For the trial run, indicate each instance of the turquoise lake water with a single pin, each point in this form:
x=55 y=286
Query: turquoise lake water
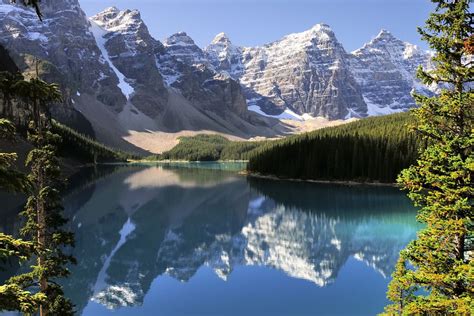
x=200 y=239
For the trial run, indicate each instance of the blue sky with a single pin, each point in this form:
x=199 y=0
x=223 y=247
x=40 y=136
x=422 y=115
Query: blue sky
x=256 y=22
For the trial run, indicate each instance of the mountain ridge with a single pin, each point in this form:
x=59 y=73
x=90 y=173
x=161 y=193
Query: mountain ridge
x=113 y=71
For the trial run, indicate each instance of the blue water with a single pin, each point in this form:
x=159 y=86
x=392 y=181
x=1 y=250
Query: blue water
x=185 y=240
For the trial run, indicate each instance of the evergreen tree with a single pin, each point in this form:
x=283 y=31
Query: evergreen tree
x=43 y=218
x=440 y=277
x=13 y=296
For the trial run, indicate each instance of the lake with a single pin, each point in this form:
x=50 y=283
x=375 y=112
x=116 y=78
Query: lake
x=200 y=239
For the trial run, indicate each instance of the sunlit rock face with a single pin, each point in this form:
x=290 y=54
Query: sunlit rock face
x=310 y=72
x=385 y=68
x=173 y=222
x=132 y=50
x=64 y=40
x=305 y=72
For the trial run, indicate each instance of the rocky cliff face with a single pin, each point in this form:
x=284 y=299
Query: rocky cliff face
x=310 y=72
x=112 y=70
x=385 y=70
x=121 y=79
x=130 y=50
x=305 y=72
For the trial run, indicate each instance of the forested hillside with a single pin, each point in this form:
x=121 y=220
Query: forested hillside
x=372 y=149
x=85 y=149
x=209 y=148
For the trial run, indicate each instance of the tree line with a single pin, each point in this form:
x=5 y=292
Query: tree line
x=372 y=149
x=208 y=147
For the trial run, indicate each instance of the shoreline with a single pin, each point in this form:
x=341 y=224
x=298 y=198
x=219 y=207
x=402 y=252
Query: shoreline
x=340 y=182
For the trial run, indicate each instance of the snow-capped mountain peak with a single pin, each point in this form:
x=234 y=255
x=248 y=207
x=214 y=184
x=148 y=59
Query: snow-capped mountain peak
x=221 y=38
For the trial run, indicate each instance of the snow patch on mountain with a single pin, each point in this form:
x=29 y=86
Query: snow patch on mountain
x=99 y=34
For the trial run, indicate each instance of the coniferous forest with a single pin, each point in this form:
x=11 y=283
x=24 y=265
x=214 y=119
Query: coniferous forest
x=372 y=149
x=97 y=246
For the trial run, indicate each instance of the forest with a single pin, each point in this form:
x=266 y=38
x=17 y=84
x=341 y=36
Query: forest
x=372 y=149
x=204 y=147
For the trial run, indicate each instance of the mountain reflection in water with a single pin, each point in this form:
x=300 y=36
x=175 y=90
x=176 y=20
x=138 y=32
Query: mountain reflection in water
x=140 y=224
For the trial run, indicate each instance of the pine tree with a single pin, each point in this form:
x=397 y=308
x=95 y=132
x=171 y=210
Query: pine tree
x=43 y=218
x=14 y=297
x=441 y=270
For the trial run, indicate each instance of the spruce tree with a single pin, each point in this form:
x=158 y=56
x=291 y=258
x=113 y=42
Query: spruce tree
x=435 y=274
x=43 y=212
x=14 y=297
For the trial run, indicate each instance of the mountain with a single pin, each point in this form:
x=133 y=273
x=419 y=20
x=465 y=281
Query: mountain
x=311 y=73
x=385 y=70
x=116 y=77
x=134 y=92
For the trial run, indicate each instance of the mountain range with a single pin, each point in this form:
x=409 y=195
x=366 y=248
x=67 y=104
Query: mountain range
x=134 y=92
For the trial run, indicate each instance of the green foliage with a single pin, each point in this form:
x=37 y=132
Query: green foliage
########################################
Exercise instructions: Look through the material for "foliage". Copy each line that has it.

Written reply:
For the trial run, indicate each instance of the green foliage with a single pin, each point in this form:
Query: green foliage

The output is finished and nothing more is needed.